• What the task asks: Revise the House of Lords judgment passage starting at "WEDNESDAY 17 May" and ending at "v. Robinson (Her Majesty's Inspector of Taxes) (Appellant)", replacing "Respondent" with "Defendant".

OF THE LORDS OF APPEAL

for judgment IN THE CAUSE

 

Agassi (Respondent)

v.

Robinson (Her Majesty's Inspector of Taxes) (Appellant)

 

 

Appellate Committee

 

Lord Nicholls of Birkenhead

Lord Hope of Craighead

Lord Scott of Foscote

Lord Walker of Gestingthorpe

Lord Mance

 

 

Counsel

Appellants:

Timothy Brennan QC

Bruce Carr

(Instructed by Her Majesty's Revenue and Customs Solicitors Office)

Respondents:

Patrick Way

Nicola Shaw

(Instructed by Sharpe Pritchard)

 

Hearing date:

23 March 2006

 

on

WEDNESDAY 17 May 2006

 


HOUSE OF LORDS

OPINIONS OF THE LORDS OF APPEAL FOR JUDGMENT

IN THE CAUSE

Agassi (Respondent) v. Robinson (Her Majesty's Inspector of Taxes) (Appellant)

[2006] UKHL 23

LORD NICHOLLS OF BIRKENHEAD

My Lords,

  1.   I have had the advantage of reading in draft the speeches of my noble and learned friends Lord Scott of Foscote and Lord Mance. For the reasons they give, with which I agree, I would allow this appeal.
  2. LORD HOPE OF CRAIGHEAD

    My Lords,

  3.   I have had the advantage of reading in draft the speeches of my noble and learned friends Lord Scott of Foscote and Lord Mance. I agree with them, and for the reasons they give I would allow the appeal.

• Data provided:

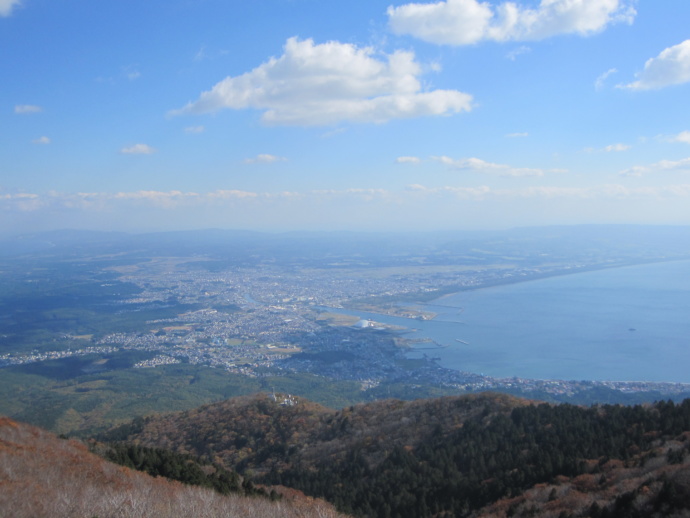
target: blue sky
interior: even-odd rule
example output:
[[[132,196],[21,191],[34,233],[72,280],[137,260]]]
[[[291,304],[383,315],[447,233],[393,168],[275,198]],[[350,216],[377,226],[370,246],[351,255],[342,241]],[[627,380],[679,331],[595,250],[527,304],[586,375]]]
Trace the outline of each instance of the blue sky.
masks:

--

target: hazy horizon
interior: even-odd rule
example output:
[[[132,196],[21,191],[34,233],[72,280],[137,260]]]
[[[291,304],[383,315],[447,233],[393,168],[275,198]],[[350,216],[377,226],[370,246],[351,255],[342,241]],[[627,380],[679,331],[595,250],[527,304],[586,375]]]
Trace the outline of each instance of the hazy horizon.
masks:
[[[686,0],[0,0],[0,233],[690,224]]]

• Response to the task:
WEDNESDAY 17 May 2006

 


HOUSE OF LORDS

OPINIONS OF THE LORDS OF APPEAL FOR JUDGMENT

IN THE CAUSE

Agassi (Defendant) v. Robinson (Her Majesty's Inspector of Taxes) (Appellant)